■ **Given passage**
We computed annual rates of cessation and relapse by age and sex. For example, among men who were aged 55 years in 1982, the annual cessation rate was 0.0705, and the annual relapse rate was 0.0042. We calculated a “true” relative risk for current smoking, correcting for misclassification due to cessation among the current smokers over the follow-up period. Because the rate of relapse among former smokers was so low, we did not adjust for it in our calculations. We estimated the proportion of current smokers who quit for each year of follow-up. Next, we used these proportions and the observed person-years for current smokers to calculate the number of person-years contributed by each smoking group (e.g., continuing smokers, former smokers who had quit 3–5 years previously). Then, we constructed an equation in which the observed relative risk for current smoking equaled the average “true” relative risk for current smoking plus the observed relative risk for former smoking weighted by the person-years in each group. Solving for the “true” relative risk corrected for misclassification due to change in smoking status.

Estimation of Smoking-Specific Mortality Rates in the United States

US census vital statistics data allow stratification of all-cause death rates by age, race, and sex but not by smoking status. To estimate mortality by smoking status, we first calculated the relative risk of death from all causes for stratified age, race, sex, and smoking-status groups in the Cancer Prevention Study II. We then multiplied these relative risks by the observed mortality rate in the United States for the corresponding age, race, and sex group in 1990 and divided by a factor (representing the weighted average of the category-specific relative risks) to obtain estimated US mortality rates for each age, race, sex, and smoking-status group.

■ **Information given**
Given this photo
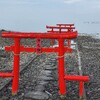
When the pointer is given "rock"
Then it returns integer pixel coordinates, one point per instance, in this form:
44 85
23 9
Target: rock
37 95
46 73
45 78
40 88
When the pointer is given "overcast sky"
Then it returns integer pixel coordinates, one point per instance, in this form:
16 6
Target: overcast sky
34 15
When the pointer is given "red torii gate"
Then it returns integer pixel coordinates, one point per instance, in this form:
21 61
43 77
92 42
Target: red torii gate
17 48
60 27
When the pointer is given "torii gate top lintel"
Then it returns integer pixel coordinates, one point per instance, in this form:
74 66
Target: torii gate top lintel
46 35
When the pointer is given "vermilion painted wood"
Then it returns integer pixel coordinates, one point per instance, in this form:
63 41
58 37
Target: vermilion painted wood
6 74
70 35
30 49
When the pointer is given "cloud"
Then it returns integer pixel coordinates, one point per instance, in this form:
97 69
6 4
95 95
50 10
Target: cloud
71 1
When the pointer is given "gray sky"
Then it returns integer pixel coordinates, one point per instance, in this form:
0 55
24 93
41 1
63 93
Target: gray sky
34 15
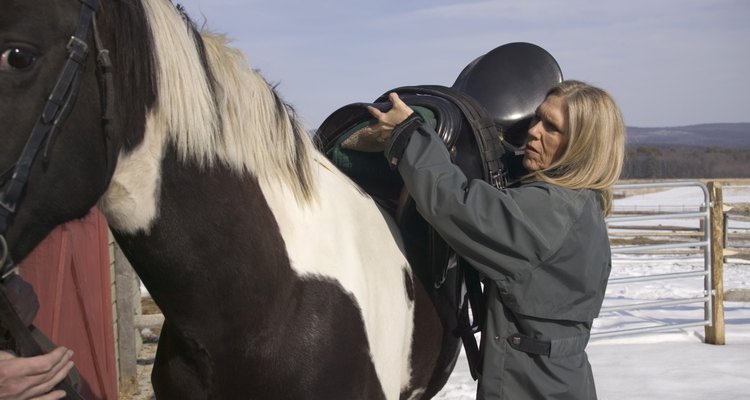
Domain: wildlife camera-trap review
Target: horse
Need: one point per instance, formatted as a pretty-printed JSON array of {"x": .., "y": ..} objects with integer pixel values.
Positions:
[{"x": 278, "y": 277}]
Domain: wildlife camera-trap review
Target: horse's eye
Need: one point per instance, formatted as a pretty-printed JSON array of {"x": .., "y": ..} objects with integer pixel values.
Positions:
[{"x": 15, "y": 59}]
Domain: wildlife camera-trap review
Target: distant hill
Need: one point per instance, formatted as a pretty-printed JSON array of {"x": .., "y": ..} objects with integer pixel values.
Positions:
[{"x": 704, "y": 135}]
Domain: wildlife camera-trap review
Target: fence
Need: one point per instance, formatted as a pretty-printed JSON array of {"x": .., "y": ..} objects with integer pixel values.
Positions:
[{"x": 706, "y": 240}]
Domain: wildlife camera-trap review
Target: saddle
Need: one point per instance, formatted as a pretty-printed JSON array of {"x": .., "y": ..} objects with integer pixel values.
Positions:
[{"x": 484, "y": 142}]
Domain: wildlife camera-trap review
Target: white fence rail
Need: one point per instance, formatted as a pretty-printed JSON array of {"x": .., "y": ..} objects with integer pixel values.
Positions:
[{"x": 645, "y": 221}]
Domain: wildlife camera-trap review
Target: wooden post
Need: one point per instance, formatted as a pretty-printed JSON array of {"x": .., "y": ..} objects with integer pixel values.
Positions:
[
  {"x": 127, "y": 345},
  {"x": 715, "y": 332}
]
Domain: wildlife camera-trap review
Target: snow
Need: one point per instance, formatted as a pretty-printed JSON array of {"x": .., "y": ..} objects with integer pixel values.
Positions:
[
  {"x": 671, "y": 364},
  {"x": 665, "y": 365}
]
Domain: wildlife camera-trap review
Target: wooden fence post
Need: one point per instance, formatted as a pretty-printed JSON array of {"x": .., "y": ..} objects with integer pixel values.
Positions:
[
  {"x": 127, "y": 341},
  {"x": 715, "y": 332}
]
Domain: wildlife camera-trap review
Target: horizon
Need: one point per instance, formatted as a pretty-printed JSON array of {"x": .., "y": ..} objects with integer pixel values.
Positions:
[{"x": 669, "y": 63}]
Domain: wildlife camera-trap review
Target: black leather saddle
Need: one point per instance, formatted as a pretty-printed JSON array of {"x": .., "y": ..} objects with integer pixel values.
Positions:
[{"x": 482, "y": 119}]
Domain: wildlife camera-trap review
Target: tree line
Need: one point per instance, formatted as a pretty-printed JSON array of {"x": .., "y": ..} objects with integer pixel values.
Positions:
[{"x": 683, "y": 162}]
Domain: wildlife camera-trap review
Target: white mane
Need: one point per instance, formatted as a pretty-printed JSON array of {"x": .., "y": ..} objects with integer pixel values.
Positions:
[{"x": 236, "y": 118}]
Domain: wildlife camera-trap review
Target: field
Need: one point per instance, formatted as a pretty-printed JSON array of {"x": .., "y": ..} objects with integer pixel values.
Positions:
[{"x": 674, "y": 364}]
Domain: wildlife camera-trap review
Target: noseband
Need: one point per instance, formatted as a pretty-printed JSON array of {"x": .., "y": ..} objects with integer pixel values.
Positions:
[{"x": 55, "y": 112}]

--

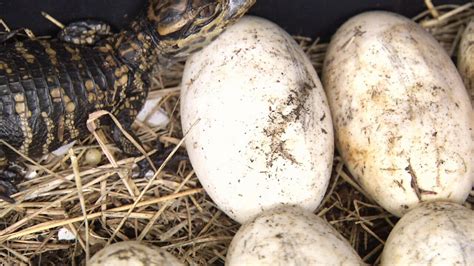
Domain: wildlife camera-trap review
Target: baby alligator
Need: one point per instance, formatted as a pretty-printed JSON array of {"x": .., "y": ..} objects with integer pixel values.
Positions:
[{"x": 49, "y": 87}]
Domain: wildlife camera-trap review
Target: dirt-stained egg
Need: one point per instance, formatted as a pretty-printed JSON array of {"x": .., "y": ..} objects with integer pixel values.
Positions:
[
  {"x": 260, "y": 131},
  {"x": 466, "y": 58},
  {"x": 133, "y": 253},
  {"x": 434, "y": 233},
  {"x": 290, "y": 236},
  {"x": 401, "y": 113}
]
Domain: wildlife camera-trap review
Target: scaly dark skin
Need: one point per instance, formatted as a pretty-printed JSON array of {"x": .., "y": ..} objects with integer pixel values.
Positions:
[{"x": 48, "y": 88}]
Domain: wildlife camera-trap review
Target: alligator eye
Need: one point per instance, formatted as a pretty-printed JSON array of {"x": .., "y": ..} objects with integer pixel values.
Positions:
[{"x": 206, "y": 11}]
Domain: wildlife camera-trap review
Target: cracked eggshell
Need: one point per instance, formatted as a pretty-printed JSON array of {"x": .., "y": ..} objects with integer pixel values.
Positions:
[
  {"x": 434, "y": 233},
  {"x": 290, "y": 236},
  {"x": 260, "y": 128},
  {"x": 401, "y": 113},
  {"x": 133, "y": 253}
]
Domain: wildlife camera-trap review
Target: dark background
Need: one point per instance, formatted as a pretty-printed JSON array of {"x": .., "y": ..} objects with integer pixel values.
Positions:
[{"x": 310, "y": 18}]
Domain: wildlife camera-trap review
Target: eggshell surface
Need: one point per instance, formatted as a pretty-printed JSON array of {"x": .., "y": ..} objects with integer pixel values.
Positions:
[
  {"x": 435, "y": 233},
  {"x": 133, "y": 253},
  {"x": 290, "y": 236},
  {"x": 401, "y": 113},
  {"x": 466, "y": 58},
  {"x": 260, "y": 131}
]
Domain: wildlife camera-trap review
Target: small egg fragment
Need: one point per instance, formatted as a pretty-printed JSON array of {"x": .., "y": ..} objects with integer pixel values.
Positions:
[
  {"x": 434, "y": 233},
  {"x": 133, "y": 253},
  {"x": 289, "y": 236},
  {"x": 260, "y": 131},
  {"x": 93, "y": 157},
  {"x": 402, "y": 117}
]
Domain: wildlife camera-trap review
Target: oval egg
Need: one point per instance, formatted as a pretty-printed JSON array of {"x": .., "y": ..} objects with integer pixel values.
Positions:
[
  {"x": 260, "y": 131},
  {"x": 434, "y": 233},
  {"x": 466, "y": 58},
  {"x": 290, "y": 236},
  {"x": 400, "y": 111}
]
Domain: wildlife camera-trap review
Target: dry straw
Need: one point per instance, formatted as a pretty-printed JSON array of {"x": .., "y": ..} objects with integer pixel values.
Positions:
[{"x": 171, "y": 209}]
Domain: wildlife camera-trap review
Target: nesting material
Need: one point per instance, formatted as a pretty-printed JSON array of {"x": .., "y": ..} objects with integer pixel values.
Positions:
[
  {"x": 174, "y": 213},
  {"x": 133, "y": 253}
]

--

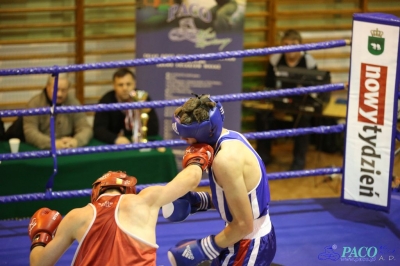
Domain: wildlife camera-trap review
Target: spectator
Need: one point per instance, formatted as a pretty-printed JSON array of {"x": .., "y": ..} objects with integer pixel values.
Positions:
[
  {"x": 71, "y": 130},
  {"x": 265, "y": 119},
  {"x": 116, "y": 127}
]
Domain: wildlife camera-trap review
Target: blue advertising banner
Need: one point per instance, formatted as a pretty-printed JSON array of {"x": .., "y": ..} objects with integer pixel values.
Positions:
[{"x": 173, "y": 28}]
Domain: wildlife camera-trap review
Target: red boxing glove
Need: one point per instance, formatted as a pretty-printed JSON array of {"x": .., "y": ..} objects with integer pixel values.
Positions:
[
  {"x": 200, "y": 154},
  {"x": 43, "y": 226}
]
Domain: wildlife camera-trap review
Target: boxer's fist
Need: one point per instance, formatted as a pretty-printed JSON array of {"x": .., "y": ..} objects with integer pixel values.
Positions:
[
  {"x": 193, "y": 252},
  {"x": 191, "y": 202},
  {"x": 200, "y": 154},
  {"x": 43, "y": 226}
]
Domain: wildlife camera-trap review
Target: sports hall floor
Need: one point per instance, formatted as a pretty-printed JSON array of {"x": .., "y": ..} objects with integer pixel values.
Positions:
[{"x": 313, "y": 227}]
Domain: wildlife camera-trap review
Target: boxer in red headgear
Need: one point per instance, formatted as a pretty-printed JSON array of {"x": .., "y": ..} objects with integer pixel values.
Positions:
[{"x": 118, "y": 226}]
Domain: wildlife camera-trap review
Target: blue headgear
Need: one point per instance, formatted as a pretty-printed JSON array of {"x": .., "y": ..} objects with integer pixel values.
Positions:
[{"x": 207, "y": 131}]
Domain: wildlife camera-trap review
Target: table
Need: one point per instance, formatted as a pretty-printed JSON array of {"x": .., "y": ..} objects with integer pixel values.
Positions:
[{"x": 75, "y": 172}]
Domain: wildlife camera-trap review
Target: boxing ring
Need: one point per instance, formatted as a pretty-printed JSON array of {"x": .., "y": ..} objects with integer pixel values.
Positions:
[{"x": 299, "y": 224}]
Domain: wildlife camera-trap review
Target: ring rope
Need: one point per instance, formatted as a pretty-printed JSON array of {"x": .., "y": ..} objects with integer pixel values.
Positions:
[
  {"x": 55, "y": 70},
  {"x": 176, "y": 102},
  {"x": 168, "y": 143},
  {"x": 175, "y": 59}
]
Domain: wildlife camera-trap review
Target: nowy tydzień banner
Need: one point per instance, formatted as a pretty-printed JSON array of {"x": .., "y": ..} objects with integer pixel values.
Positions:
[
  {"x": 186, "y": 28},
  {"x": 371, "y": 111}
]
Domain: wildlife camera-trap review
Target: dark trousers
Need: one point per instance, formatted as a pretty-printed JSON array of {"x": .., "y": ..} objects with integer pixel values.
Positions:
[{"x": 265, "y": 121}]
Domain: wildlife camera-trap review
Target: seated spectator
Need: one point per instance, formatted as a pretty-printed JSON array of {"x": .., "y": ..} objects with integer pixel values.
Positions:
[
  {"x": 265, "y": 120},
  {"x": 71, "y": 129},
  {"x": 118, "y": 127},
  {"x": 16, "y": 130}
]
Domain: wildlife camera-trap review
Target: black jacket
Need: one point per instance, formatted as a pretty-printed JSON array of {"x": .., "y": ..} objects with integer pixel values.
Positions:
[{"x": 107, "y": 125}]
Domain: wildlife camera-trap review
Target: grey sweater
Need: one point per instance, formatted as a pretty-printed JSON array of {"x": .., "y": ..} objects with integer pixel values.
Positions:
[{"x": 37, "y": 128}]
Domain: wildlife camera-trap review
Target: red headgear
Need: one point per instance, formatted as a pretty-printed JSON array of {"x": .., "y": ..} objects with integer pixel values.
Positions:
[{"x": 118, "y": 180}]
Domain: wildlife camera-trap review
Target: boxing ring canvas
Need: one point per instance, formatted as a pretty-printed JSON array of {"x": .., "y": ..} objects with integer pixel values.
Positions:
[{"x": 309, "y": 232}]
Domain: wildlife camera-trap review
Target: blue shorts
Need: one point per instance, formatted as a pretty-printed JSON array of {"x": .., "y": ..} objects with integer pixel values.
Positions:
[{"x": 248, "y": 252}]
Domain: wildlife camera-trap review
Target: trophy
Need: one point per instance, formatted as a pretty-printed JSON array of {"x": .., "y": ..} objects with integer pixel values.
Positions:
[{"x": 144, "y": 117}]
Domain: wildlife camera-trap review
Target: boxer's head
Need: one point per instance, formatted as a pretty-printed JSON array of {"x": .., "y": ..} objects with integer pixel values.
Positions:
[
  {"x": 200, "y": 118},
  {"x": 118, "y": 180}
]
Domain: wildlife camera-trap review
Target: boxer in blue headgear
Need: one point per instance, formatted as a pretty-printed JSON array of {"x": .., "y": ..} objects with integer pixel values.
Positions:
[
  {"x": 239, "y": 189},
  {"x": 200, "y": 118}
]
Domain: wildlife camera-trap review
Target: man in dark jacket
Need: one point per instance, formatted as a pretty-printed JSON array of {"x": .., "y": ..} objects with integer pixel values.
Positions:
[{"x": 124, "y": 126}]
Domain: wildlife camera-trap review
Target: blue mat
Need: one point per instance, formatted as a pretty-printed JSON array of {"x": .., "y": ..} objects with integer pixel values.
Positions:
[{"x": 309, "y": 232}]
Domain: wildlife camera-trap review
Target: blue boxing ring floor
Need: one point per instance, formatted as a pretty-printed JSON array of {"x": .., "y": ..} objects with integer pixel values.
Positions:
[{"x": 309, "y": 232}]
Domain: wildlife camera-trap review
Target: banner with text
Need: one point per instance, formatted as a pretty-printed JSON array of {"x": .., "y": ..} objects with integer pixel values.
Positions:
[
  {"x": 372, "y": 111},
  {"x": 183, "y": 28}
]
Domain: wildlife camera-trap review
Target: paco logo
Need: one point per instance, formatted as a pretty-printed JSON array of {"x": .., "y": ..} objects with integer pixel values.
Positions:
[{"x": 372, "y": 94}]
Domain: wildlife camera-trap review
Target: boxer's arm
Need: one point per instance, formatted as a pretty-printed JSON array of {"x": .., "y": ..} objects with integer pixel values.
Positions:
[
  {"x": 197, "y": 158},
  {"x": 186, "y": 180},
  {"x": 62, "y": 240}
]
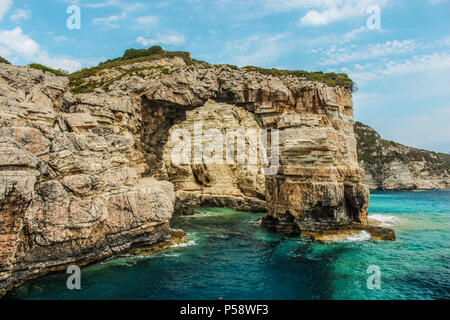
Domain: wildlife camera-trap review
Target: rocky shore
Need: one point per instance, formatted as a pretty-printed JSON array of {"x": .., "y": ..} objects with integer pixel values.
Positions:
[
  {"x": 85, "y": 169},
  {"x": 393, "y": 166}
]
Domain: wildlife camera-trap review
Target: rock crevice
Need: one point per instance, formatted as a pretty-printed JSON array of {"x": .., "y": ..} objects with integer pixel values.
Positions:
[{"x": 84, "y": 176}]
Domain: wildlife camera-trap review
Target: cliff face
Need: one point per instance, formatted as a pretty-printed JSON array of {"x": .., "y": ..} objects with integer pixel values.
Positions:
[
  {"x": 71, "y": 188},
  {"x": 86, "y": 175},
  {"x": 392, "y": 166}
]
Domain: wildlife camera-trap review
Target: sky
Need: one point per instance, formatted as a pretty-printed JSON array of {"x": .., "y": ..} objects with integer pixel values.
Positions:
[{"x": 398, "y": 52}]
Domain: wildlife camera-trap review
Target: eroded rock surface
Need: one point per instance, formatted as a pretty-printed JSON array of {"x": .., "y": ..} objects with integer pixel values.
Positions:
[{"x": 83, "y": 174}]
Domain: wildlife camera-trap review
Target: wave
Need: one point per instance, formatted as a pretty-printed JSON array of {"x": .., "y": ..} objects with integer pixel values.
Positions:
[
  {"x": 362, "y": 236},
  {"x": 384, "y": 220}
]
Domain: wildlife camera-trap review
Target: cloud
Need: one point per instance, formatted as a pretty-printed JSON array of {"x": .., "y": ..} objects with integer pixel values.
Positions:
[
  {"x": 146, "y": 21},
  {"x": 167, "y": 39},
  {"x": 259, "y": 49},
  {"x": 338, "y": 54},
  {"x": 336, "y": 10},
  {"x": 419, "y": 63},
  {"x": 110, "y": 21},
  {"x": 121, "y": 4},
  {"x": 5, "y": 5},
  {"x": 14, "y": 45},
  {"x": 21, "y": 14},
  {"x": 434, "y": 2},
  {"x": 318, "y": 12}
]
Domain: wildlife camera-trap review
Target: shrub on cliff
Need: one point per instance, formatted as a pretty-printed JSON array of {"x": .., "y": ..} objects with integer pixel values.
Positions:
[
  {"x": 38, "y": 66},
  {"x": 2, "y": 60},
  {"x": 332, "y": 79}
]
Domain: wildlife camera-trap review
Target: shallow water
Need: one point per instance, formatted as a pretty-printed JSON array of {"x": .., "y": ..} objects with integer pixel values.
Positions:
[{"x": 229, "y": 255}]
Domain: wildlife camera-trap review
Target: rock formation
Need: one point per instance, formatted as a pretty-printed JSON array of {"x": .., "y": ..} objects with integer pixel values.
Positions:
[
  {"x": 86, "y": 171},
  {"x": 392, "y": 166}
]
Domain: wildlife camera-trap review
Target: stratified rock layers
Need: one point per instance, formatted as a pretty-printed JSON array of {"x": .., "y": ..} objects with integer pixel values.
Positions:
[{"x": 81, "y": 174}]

■ **Work to complete**
Reproduce verbatim everything in the passage on smoking and mortality rates from "US census vital" down to "and smoking-status group.".

■ **Result of this exercise**
US census vital statistics data allow stratification of all-cause death rates by age, race, and sex but not by smoking status. To estimate mortality by smoking status, we first calculated the relative risk of death from all causes for stratified age, race, sex, and smoking-status groups in the Cancer Prevention Study II. We then multiplied these relative risks by the observed mortality rate in the United States for the corresponding age, race, and sex group in 1990 and divided by a factor (representing the weighted average of the category-specific relative risks) to obtain estimated US mortality rates for each age, race, sex, and smoking-status group.